■ **What this task involves**:
Rewrite the items between the line holding "Reviewer note: every instance of the doorway" and the end of the items, inclusive, keeping every line. Add -35 to each x and y pixel coordinate in the answers, and leave the reviewer notes and their sample coordinates unchanged.

■ **Listed entries**:

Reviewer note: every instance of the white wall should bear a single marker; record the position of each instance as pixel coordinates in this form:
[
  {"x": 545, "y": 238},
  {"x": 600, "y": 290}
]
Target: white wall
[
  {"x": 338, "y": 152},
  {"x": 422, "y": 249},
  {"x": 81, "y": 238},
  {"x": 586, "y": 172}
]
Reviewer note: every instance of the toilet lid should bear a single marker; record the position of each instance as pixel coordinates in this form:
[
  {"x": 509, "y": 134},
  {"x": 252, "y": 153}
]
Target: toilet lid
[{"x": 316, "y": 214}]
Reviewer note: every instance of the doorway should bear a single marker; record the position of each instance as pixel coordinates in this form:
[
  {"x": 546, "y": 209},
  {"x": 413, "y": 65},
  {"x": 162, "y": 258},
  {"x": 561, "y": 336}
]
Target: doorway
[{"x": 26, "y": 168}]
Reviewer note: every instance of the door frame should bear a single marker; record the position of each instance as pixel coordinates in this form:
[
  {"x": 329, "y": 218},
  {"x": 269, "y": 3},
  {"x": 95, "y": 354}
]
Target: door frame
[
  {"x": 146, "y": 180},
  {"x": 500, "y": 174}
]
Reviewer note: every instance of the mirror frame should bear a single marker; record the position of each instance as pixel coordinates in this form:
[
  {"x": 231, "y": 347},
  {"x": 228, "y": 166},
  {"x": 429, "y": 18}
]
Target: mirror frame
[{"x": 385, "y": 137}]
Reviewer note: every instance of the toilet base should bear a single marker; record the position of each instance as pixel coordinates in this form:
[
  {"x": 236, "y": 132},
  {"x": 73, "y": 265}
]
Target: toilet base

■ **Reply to the task**:
Reviewer note: every instance of the doorway should bear a single marker; record the position of each instance as pixel coordinates in this form:
[
  {"x": 546, "y": 209},
  {"x": 413, "y": 65},
  {"x": 162, "y": 258},
  {"x": 561, "y": 336}
]
Target: doorway
[{"x": -9, "y": 133}]
Reviewer note: every instance of the door frame should bear a single marker; record the position of each instance as pixel coordinates in this form:
[
  {"x": 329, "y": 218},
  {"x": 269, "y": 3},
  {"x": 95, "y": 354}
]
Target: door frame
[
  {"x": 111, "y": 145},
  {"x": 465, "y": 139}
]
Reviewer note: every instance of the mirror frame should bear a single marker; record the position of each instance as pixel coordinates in this form:
[
  {"x": 231, "y": 347},
  {"x": 228, "y": 166},
  {"x": 429, "y": 18}
]
Target: mirror frame
[{"x": 350, "y": 102}]
Reviewer note: every instance of the toilet base should bear a single marker; record the position of each instance as pixel coordinates in this form:
[
  {"x": 236, "y": 132},
  {"x": 73, "y": 265}
]
Target: toilet base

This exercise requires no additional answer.